### SOURCE PASSAGE

Traders work on the floor at the New York Stock Exchange, March 10, 2011.

Credit: Reuters/Brendan McDermid

NEW YORK | Wed Jun 29, 2011 12:21pm EDT

NEW YORK (Reuters) - One of the biggest oil market manipulation cases undertaken by regulators is entering a new phase in which a judge will mediate settlement talks, three years after the case was launched.

The Commodity Futures Trading Commission case against the U.S. unit of Optiver Holding BV, a Netherlands-based trading firm, has been referred to U.S. Magistrate Judge Theodore Katz for settlement, according to a filing in the U.S. district court in Manhattan.

The June 15 order marks a departure from a long series of legal submissions since the CFTC in July 2008 charged Optiver with using a rapid-fire trading program to manipulate crude, gasoline and heating oil prices on the New York Mercantile Exchange.

According to the futures regulator, Optiver reaped a $1 million profit in 2007 by "banging the close." This is an illegal strategy in which a firm accumulates a large position just before the market closes, and offsets that position at the close itself, manipulating prices through sheer volume of trades.

The case revealed details about computer software called the "hammer" that rapidly entered a series of orders to allegedly manipulate markets.

It also included emails and phone recordings showing efforts by traders at Optiver's Chicago branch to "move," "whack" and "bully" oil prices -- providing rare insight into the dark side of high-speed electronic trading, which has grown rapidly in the last decade.

The latest court order was signed by Chief Judge Loretta Preska, who had handled the case from the beginning. No date had been set for mediation, and the scope of Katz's involvement is not immediately clear.

A CFTC spokesman and Stacie Hartman, a lawyer for Optiver, declined to comment, citing ongoing litigation. A lawyer for one of the three Optiver employees named in the lawsuit did not immediately return requests for comment.

NEW ENFORCEMENT POWERS, PRESSURES

Mediation can signal outstanding disagreements that the court or the opposing parties believe a judge, acting as a facilitator, can help resolve. The process is not legally binding, and talks could fall apart, resulting in further litigation.

######

WHAT YOU HAVE TO DO: List every person named in the article on the Optiver case. Answer from the article alone.

### RECORDS PROVIDED

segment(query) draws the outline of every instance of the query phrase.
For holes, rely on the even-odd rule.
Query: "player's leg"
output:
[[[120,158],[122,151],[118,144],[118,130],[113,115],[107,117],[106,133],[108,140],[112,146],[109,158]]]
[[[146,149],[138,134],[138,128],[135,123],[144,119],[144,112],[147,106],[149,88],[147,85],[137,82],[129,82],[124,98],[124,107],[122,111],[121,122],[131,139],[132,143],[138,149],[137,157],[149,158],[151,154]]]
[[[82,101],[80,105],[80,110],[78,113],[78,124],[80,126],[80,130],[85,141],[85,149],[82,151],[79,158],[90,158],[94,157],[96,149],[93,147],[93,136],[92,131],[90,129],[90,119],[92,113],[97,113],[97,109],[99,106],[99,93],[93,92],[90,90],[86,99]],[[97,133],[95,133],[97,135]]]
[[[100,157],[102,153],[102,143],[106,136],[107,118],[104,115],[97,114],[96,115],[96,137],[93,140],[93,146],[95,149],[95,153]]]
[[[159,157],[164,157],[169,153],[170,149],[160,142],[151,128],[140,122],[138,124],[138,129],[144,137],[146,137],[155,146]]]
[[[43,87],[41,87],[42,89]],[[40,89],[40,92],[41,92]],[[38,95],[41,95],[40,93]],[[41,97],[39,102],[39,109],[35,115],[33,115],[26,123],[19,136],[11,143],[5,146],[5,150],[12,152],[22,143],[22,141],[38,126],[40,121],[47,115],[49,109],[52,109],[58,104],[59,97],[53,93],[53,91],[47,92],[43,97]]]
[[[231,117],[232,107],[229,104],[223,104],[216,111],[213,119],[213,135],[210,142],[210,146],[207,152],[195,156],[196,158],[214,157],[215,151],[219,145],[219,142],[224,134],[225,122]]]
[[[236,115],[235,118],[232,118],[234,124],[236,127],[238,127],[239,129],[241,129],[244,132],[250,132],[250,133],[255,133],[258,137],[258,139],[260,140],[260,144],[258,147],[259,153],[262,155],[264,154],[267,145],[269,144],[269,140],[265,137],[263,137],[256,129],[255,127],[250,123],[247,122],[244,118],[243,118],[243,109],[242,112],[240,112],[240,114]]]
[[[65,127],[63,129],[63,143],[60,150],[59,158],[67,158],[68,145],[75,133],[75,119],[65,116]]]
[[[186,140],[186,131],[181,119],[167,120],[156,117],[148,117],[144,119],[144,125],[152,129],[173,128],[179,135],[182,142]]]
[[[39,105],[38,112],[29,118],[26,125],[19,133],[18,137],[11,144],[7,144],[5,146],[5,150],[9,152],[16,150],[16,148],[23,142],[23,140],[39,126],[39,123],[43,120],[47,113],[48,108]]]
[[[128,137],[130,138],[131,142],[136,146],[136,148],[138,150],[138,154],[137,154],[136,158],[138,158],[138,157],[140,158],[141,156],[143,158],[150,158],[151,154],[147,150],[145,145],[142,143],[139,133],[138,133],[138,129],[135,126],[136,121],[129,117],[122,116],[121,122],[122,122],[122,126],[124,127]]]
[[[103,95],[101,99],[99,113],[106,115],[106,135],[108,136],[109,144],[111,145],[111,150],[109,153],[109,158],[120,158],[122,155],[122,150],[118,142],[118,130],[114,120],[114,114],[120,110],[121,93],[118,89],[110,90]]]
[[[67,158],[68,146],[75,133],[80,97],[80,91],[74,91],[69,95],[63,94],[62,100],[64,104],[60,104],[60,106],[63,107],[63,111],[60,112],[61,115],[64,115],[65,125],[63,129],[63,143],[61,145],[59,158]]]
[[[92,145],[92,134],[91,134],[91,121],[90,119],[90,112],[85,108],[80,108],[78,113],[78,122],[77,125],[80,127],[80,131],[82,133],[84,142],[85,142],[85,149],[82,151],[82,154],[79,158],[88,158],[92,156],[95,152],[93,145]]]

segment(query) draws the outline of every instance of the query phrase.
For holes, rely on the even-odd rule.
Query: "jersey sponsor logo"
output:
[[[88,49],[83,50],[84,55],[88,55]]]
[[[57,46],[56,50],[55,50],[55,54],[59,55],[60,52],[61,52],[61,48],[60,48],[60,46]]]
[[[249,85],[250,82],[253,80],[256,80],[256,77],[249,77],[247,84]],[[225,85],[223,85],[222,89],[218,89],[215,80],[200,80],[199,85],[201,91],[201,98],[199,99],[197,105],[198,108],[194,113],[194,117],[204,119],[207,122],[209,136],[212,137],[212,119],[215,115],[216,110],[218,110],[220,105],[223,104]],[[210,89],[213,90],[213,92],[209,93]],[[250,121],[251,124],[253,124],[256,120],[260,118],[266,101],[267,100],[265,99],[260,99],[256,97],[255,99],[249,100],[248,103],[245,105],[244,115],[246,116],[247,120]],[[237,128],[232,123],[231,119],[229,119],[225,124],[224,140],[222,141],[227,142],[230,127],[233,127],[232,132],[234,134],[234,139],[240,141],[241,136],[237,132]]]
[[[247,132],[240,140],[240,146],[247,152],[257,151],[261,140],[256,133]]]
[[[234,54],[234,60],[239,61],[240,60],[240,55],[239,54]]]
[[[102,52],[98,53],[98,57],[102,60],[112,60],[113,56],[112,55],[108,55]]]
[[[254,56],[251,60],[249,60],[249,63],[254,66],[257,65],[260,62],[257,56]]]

######

SOLUTION TO THIS EXERCISE: Brendan McDermid, Theodore Katz, Loretta Preska, Stacie Hartman